### [EXERCISE REQUIREMENTS]
How many of the lines below contain "floor"? Reply with only that figure.

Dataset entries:
|---|
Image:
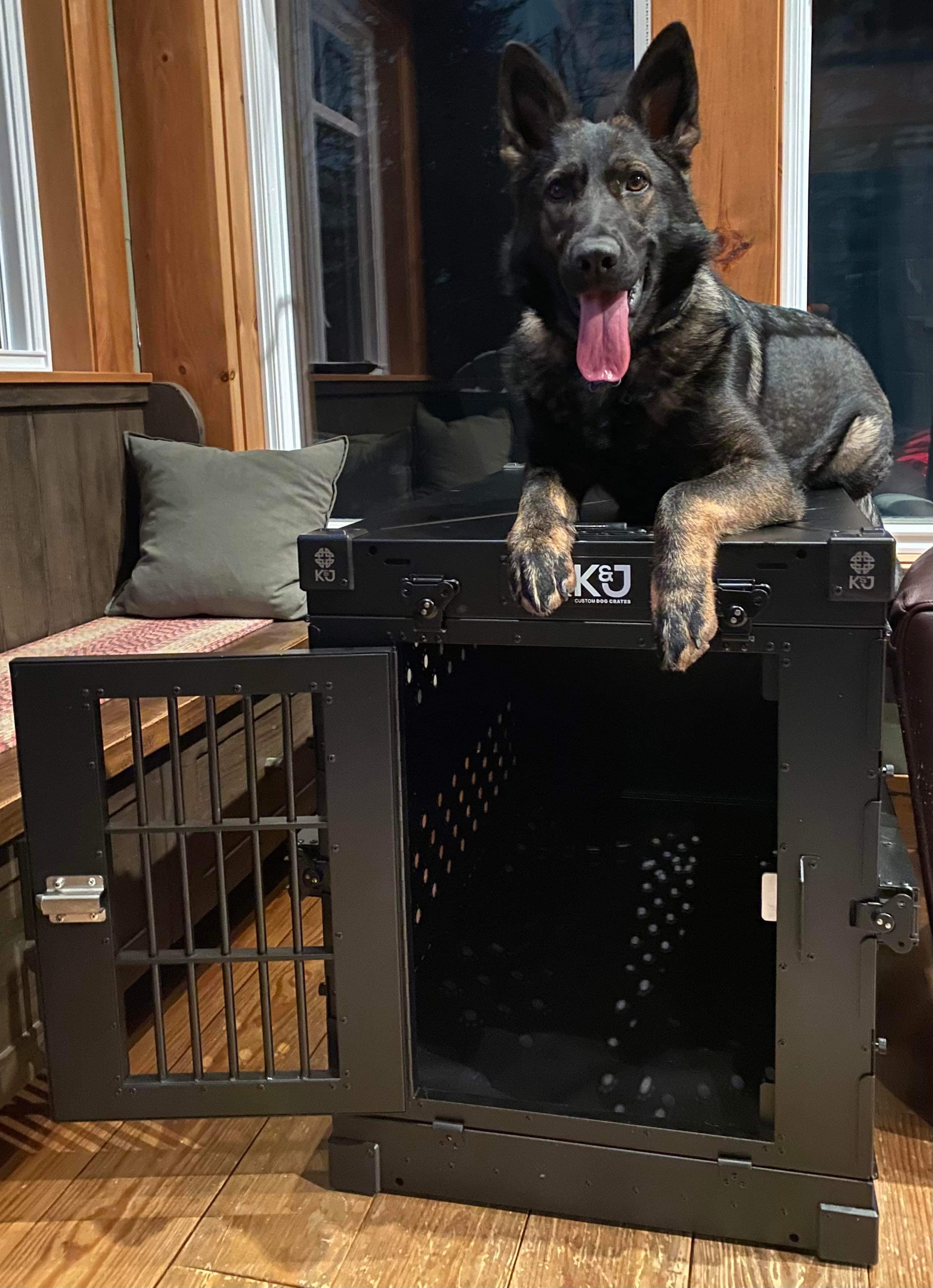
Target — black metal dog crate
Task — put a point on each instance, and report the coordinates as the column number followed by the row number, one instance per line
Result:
column 596, row 939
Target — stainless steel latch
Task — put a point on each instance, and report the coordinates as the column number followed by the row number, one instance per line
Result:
column 73, row 900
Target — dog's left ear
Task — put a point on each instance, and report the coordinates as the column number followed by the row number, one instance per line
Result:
column 664, row 94
column 531, row 102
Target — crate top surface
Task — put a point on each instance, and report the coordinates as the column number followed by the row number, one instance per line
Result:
column 486, row 510
column 833, row 569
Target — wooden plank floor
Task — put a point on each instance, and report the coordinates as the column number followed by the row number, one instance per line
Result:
column 220, row 1203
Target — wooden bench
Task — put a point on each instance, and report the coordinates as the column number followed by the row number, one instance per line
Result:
column 65, row 503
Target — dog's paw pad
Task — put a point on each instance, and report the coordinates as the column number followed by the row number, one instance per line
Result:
column 685, row 626
column 542, row 578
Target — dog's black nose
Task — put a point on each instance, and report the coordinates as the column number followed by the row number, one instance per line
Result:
column 596, row 261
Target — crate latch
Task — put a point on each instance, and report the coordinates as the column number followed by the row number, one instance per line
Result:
column 428, row 597
column 892, row 916
column 70, row 900
column 739, row 599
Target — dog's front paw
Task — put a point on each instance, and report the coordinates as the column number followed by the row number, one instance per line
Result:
column 685, row 621
column 542, row 570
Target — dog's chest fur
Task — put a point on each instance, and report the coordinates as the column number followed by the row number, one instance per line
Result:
column 636, row 440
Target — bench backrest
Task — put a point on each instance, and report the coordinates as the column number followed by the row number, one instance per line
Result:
column 64, row 498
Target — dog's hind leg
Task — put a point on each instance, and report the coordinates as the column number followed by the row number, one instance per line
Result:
column 862, row 456
column 542, row 543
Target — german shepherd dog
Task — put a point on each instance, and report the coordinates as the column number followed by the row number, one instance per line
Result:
column 700, row 413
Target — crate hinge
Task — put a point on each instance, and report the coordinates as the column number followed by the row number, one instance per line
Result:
column 73, row 900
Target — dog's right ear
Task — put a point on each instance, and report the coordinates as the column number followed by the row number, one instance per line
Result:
column 531, row 102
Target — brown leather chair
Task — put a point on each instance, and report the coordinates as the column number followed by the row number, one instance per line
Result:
column 912, row 663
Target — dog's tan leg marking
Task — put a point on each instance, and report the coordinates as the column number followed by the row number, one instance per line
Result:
column 691, row 521
column 860, row 443
column 542, row 543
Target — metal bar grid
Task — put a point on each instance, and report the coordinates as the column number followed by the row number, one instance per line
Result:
column 216, row 817
column 211, row 956
column 178, row 809
column 146, row 859
column 262, row 944
column 268, row 824
column 297, row 933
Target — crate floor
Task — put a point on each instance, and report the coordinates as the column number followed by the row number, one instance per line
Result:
column 220, row 1203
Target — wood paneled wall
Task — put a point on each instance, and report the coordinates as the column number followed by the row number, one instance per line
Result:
column 738, row 165
column 75, row 126
column 181, row 88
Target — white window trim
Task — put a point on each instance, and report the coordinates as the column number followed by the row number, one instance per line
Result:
column 798, row 39
column 268, row 199
column 337, row 20
column 21, row 204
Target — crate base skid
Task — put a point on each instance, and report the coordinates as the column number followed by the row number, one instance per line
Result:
column 834, row 1217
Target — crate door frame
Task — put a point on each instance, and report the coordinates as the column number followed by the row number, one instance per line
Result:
column 65, row 798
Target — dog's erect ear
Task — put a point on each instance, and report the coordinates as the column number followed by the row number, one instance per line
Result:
column 531, row 102
column 664, row 94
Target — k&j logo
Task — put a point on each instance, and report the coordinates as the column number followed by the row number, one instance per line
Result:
column 861, row 565
column 603, row 584
column 324, row 558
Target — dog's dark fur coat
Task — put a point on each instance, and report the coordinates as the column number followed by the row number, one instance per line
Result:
column 729, row 410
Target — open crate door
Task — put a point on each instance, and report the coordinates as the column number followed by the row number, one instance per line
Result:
column 243, row 1018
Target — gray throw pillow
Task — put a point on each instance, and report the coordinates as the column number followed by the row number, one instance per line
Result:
column 451, row 454
column 218, row 531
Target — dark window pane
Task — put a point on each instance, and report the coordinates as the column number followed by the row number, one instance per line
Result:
column 871, row 191
column 337, row 187
column 334, row 71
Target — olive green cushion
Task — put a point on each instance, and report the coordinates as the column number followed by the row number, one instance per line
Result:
column 218, row 530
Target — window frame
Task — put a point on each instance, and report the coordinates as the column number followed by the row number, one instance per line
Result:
column 21, row 240
column 335, row 20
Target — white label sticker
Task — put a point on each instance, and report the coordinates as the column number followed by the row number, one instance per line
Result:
column 770, row 897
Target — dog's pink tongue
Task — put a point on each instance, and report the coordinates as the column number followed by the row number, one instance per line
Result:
column 602, row 344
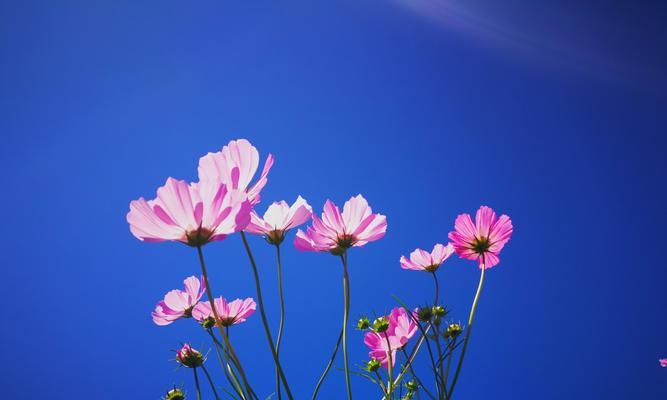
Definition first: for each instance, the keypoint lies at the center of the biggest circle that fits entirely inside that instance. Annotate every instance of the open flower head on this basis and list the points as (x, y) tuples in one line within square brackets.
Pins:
[(279, 218), (235, 165), (482, 240), (189, 357), (422, 260), (179, 303), (194, 214), (402, 327), (230, 313), (335, 232)]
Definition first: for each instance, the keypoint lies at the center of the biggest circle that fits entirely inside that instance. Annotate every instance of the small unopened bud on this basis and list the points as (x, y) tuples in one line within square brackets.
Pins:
[(189, 357), (208, 322), (174, 394), (439, 311), (453, 331), (363, 323), (373, 365), (425, 314), (381, 324)]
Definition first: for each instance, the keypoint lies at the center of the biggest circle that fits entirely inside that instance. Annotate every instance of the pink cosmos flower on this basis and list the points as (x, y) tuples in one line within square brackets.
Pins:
[(279, 218), (231, 313), (336, 232), (193, 214), (179, 303), (189, 357), (235, 165), (483, 240), (422, 260), (402, 327)]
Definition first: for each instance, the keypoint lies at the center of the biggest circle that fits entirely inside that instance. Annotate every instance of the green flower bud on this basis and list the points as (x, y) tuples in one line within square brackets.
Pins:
[(208, 322), (373, 365), (363, 323), (174, 394), (425, 314), (439, 311), (453, 331), (381, 324)]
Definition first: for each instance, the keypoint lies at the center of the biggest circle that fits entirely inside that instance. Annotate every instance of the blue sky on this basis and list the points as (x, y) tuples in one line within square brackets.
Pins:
[(553, 114)]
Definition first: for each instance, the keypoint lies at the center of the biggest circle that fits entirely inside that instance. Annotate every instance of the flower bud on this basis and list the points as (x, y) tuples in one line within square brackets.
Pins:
[(208, 322), (174, 394), (439, 311), (425, 314), (189, 357), (373, 365), (363, 323), (453, 331), (381, 324)]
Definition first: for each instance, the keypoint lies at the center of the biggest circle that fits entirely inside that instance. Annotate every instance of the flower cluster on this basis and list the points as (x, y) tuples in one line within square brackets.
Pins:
[(223, 202)]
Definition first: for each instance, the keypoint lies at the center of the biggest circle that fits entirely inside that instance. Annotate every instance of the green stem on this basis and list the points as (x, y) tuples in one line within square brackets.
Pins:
[(282, 317), (468, 330), (197, 383), (226, 368), (209, 294), (265, 322), (390, 381), (329, 364), (346, 311), (210, 381)]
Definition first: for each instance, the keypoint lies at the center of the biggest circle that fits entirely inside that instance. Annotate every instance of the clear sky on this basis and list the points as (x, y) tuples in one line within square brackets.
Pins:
[(554, 113)]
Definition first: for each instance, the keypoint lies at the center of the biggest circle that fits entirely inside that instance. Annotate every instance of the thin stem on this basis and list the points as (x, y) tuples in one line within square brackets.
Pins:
[(380, 378), (265, 322), (226, 368), (209, 294), (197, 383), (346, 311), (282, 317), (329, 364), (414, 375), (210, 381), (415, 351), (390, 386), (467, 338)]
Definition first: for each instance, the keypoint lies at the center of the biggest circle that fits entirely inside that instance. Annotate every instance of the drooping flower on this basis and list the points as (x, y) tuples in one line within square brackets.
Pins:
[(279, 218), (193, 214), (235, 165), (230, 313), (335, 232), (189, 357), (179, 303), (422, 260), (482, 240), (402, 327)]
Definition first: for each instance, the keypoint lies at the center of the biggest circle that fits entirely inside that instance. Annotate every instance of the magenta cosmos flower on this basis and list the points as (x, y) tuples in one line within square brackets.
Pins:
[(482, 240), (179, 303), (235, 165), (422, 260), (230, 313), (189, 357), (279, 218), (193, 214), (402, 327), (335, 231)]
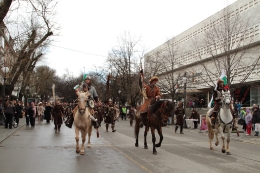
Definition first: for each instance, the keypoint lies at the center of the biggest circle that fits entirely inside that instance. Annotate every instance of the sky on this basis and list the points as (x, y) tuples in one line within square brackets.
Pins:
[(89, 29)]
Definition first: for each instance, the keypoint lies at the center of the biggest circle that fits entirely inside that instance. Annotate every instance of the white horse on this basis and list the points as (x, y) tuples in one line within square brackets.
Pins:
[(82, 122), (223, 123)]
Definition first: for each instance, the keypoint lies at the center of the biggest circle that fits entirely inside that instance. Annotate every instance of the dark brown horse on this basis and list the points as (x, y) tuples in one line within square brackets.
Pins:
[(157, 114)]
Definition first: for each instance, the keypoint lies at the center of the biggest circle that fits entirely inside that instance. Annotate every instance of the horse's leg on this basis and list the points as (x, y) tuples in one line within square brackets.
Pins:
[(77, 139), (229, 130), (159, 130), (145, 136), (153, 140), (83, 136), (137, 128)]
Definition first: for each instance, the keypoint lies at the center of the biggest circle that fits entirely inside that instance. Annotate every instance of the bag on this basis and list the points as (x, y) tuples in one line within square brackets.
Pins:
[(257, 127), (69, 121)]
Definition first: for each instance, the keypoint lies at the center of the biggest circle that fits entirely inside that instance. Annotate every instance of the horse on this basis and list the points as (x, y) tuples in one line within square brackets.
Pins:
[(82, 122), (157, 113), (223, 123)]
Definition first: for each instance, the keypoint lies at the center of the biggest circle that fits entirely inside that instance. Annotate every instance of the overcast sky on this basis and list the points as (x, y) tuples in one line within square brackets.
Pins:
[(90, 28)]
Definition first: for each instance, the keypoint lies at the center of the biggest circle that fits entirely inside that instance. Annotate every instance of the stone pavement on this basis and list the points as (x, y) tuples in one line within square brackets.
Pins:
[(5, 133)]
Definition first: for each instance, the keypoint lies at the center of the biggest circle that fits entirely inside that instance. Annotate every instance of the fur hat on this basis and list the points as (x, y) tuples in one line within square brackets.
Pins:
[(154, 78)]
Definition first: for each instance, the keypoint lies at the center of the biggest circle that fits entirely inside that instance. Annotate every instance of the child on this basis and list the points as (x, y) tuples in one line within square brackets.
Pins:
[(248, 119)]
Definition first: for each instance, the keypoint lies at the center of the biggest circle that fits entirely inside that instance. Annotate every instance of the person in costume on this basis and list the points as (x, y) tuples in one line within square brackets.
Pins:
[(153, 93), (110, 115), (217, 97)]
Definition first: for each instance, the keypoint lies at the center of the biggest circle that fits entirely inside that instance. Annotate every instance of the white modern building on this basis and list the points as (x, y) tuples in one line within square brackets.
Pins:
[(228, 40)]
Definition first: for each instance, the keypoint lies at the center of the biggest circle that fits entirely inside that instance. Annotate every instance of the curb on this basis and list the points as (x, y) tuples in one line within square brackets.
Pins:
[(12, 132)]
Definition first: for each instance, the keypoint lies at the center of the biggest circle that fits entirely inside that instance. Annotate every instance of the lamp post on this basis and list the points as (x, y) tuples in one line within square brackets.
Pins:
[(5, 70)]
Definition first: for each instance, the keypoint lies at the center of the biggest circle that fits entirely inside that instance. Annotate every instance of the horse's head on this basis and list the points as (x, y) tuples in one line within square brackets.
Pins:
[(226, 98), (82, 101)]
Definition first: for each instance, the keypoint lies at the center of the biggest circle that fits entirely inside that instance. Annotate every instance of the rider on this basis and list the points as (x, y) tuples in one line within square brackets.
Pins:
[(217, 97), (86, 86), (111, 119), (152, 92)]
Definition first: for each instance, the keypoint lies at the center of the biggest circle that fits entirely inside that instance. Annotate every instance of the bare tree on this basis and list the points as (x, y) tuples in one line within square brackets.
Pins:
[(123, 62), (31, 36)]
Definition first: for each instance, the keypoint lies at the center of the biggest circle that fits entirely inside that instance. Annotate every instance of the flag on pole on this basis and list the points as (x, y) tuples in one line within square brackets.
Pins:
[(224, 78)]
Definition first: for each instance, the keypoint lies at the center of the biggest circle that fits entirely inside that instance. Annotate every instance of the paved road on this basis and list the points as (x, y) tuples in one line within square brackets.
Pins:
[(42, 150)]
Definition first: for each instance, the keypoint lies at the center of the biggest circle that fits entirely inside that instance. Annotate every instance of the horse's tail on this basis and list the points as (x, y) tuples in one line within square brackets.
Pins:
[(209, 125)]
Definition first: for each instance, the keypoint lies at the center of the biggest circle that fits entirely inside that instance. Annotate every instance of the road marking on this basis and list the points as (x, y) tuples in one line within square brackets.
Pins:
[(131, 159)]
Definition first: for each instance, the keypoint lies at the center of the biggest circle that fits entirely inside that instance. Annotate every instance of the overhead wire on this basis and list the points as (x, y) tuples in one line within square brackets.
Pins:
[(78, 51)]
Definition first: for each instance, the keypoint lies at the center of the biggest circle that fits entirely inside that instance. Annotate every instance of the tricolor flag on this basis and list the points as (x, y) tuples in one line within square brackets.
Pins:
[(224, 78)]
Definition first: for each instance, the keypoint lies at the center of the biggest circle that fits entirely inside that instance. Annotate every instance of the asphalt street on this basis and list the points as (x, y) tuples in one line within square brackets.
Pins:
[(42, 150)]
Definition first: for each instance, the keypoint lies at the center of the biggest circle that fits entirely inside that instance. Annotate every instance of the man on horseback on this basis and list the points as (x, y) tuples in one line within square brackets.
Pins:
[(86, 86), (153, 93), (217, 97)]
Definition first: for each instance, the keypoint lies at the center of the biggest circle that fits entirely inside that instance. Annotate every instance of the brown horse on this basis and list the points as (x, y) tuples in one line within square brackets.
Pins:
[(157, 113), (82, 122)]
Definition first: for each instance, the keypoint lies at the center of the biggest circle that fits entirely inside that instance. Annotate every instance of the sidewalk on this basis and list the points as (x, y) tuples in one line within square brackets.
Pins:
[(5, 133)]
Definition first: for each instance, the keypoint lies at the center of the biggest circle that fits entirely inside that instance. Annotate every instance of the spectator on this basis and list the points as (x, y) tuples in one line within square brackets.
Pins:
[(242, 118), (238, 105), (9, 114), (18, 110), (256, 117), (195, 115), (248, 120), (32, 112)]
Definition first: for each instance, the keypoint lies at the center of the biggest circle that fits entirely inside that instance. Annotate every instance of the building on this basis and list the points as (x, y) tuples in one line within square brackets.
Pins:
[(229, 40)]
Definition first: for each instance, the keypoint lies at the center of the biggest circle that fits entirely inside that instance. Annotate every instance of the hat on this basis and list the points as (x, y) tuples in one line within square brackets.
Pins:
[(154, 78)]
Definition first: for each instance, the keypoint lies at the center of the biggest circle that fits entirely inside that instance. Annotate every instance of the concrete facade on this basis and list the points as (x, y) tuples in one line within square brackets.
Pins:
[(204, 49)]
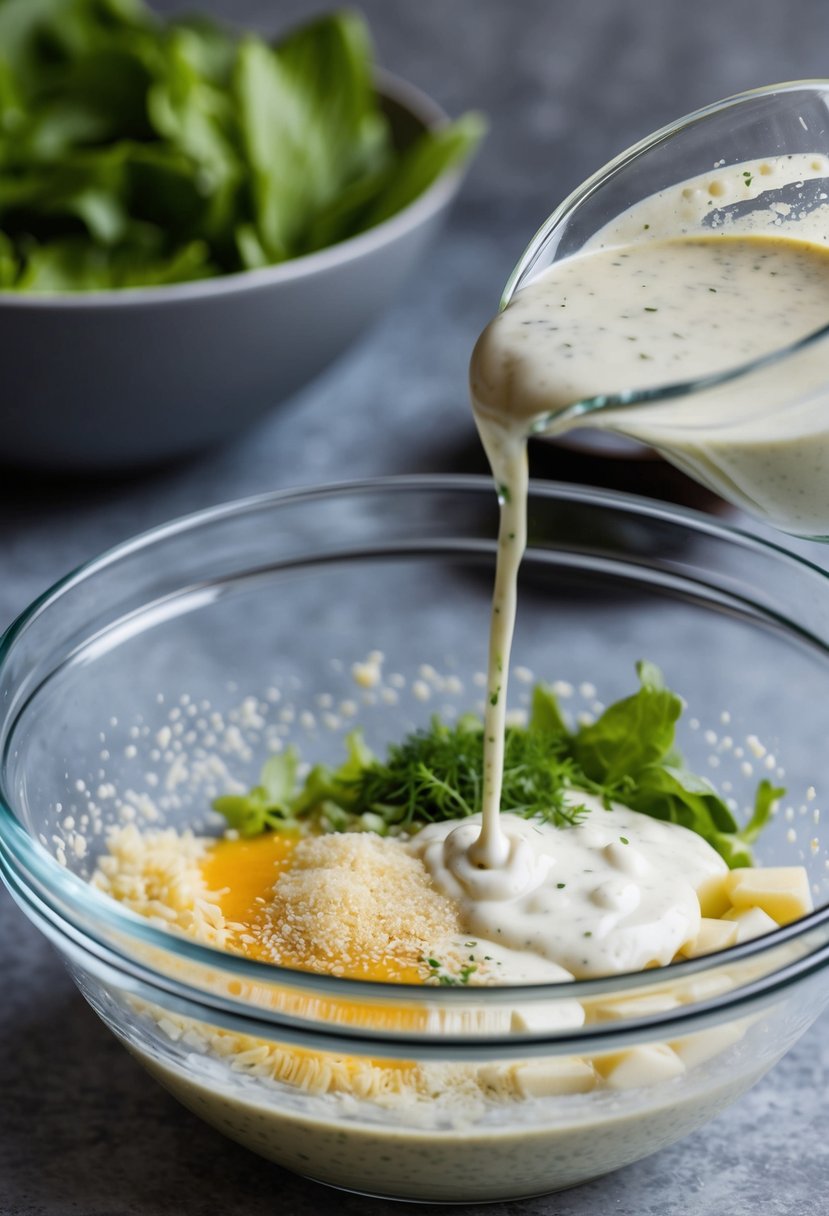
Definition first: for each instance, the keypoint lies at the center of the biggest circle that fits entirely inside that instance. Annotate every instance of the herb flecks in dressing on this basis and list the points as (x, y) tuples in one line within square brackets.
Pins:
[(605, 321)]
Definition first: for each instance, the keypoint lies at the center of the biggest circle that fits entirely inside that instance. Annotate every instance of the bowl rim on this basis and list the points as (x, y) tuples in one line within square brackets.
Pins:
|---|
### [RESPONSE TO THIS TASK]
2